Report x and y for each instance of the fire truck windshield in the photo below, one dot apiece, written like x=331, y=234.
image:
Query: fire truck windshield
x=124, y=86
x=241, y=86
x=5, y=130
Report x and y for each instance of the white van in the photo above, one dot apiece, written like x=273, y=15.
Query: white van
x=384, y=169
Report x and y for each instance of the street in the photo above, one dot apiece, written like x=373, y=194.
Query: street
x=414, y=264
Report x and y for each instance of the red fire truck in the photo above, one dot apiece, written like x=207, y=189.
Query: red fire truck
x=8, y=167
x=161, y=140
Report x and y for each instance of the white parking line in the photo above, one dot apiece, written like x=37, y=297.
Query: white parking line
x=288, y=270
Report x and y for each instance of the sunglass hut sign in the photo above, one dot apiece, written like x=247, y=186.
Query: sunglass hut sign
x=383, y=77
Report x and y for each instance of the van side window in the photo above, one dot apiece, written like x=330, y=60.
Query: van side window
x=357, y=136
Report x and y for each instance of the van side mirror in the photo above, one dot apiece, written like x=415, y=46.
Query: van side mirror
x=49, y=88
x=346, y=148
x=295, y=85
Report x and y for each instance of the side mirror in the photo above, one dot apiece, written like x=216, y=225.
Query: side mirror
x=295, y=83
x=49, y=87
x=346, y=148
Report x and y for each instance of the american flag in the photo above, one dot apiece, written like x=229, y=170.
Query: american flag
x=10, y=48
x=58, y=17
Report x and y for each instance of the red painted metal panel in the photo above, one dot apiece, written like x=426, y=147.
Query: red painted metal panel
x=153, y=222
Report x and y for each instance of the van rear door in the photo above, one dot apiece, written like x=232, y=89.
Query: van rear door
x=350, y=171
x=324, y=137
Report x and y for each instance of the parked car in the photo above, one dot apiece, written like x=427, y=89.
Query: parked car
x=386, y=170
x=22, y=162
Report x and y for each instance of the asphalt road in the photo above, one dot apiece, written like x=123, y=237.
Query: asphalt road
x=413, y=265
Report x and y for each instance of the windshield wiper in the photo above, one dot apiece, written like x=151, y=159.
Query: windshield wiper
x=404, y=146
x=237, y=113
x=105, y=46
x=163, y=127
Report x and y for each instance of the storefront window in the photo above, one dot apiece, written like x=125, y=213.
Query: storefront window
☆ ☆ ☆ ☆ ☆ ☆ ☆
There is a line with "like x=415, y=46." and a line with "Report x and y for each instance of the side" above. Copy exactly those two lines and all lines between them, with nothing else.

Report x and y for each instance of the van side mirror in the photo above, one dot apiece, written like x=415, y=46.
Query: van side mirror
x=49, y=88
x=346, y=148
x=295, y=85
Report x and y for each instance of the side mirror in the photo above, one dot apiece, written like x=216, y=225.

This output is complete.